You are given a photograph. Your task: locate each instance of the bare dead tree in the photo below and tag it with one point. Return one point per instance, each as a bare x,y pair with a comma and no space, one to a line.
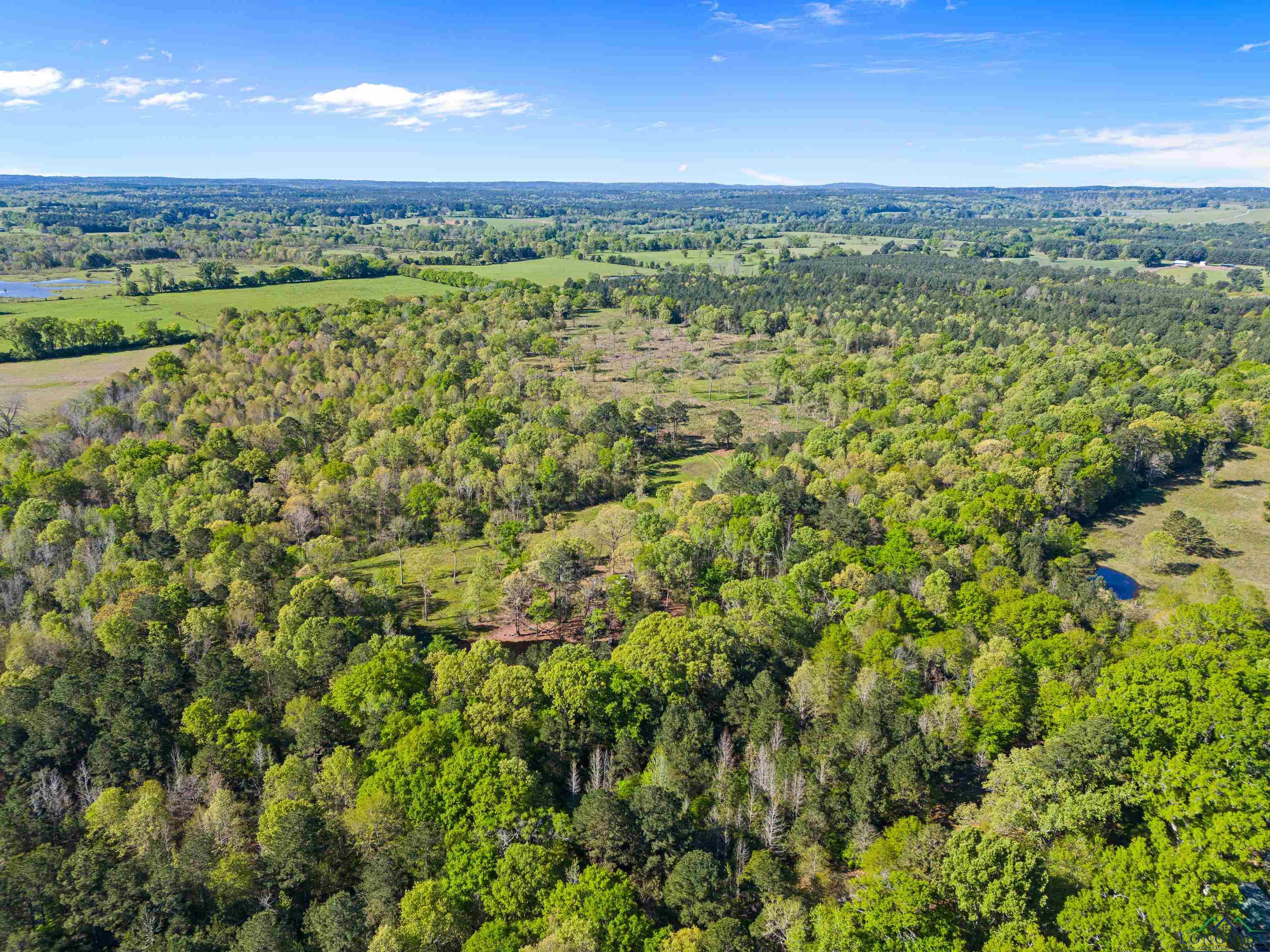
50,795
13,418
87,791
774,828
601,776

WHAT YOU SHOULD DO.
Please gather each line of the records that contains the word "Return", and copy those lines in full.

EXPECTED OUTPUT.
You are given a photograph. Your task: locate each instance of the bare dead tree in the photo below and tag it with one point. Return one point per instance, each as a bare x,y pair with a comma and no space, one to a line.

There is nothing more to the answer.